### Your goal
Give back the data below exactly as it was given.

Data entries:
= Beginning of Section =

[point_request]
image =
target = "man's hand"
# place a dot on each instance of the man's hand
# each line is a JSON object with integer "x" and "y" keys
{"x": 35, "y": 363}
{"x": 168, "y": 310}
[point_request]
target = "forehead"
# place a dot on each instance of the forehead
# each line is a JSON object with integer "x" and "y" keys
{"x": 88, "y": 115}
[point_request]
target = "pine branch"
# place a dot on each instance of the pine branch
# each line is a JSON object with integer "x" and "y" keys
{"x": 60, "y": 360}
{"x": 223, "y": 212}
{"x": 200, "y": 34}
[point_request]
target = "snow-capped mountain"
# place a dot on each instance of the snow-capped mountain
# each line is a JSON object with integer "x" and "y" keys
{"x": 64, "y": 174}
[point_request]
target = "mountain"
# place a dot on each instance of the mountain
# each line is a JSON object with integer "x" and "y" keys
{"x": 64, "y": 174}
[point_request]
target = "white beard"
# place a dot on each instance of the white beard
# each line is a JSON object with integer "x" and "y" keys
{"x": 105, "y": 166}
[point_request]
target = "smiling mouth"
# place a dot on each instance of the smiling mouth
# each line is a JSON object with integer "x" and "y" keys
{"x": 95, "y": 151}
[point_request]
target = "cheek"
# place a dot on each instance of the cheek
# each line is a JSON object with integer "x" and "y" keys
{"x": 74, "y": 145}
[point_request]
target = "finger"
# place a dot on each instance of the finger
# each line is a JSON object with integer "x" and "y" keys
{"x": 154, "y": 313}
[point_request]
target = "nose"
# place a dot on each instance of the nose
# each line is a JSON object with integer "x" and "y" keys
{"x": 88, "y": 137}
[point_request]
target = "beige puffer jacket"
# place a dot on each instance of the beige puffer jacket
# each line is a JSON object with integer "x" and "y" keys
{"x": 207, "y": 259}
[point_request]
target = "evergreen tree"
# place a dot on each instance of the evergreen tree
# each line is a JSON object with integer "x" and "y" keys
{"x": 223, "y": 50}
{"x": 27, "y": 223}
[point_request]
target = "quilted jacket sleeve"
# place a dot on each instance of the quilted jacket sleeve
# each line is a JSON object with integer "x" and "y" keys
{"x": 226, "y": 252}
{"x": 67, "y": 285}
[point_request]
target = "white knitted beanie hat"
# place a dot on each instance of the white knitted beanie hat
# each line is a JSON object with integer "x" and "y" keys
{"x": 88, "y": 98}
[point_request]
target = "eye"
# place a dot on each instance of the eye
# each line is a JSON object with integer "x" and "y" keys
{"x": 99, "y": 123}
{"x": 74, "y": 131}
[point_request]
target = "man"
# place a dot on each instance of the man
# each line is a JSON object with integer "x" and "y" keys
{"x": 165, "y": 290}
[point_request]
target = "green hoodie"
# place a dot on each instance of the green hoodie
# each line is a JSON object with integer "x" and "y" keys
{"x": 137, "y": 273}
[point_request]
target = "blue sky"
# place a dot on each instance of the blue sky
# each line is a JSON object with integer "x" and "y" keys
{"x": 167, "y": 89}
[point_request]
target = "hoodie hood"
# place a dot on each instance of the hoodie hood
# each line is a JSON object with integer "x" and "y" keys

= End of Section =

### Problem solution
[point_request]
image =
target = "man's hand"
# place a dot on each instance of the man's hand
# each line is a JSON object with integer "x" and "y" keys
{"x": 35, "y": 363}
{"x": 168, "y": 310}
[point_request]
target = "forehead"
# place a dot on each instance of the forehead
# each line is a JSON object with integer "x" and "y" keys
{"x": 88, "y": 115}
[point_request]
target = "pine branch"
# place a dot on each instance of the pine branch
# each line is a JSON object with integer "x" and "y" keys
{"x": 60, "y": 360}
{"x": 223, "y": 212}
{"x": 200, "y": 34}
[point_request]
target = "snow-capped mountain"
# place a dot on each instance of the snow-capped mountain
# each line is a JSON object with integer "x" and "y" keys
{"x": 64, "y": 174}
[point_request]
target = "mountain"
# place a dot on each instance of the mountain
# each line is a JSON object with integer "x" and "y" keys
{"x": 64, "y": 174}
[point_request]
target = "white beard"
# place a dot on each instance of the white beard
# each line is a JSON object with integer "x" and "y" keys
{"x": 105, "y": 166}
[point_request]
target = "smiling mouth"
# place a dot on each instance of the smiling mouth
# each line is a JSON object with integer "x" and "y" keys
{"x": 95, "y": 151}
[point_request]
target = "cheek"
# place a dot on each instance of the cheek
# each line is a JSON object with integer "x" and "y" keys
{"x": 74, "y": 145}
[point_request]
target = "finger"
# place a dot on each instance of the finger
# each line is a JSON object with integer "x" and "y" keys
{"x": 154, "y": 313}
[point_request]
target = "nose"
# place a dot on each instance of the nose
# each line is a JSON object with integer "x" and "y" keys
{"x": 88, "y": 137}
[point_request]
target = "beige puffer jacket"
# place a dot on each instance of the beige puffer jacket
# each line is a JSON object with integer "x" and "y" keys
{"x": 207, "y": 259}
[point_request]
target = "evergreen tree"
# place a dot on each instance of the evergreen tree
# each line is a JSON object with integer "x" and "y" keys
{"x": 223, "y": 50}
{"x": 27, "y": 223}
[point_request]
target = "quilted jacket sleeve"
# place a dot on each instance of the quilted jacket sleeve
# each line is a JSON object with integer "x" and "y" keys
{"x": 226, "y": 252}
{"x": 67, "y": 285}
[point_request]
target = "white knitted beanie hat"
# place a dot on each instance of the white knitted beanie hat
# each line is a JSON object with integer "x" and "y" keys
{"x": 88, "y": 98}
[point_request]
target = "eye"
# place a dot on each instance of the eye
# each line is a JSON object with integer "x" and "y" keys
{"x": 99, "y": 123}
{"x": 74, "y": 131}
[point_request]
target = "man"
# place a dot on each instance of the man
# each line is a JSON object with integer "x" and "y" keys
{"x": 165, "y": 290}
[point_request]
target = "green hoodie"
# place a dot on each instance of the green hoodie
# each line is a JSON object with integer "x" and "y" keys
{"x": 137, "y": 273}
[point_request]
target = "blue sky"
# place a dot on each instance of the blue sky
# each line is a JSON object with integer "x" and "y" keys
{"x": 167, "y": 89}
[point_request]
target = "hoodie hood"
# place a dot on each instance of the hoodie hood
# each line is a JSON object with integer "x" and "y" keys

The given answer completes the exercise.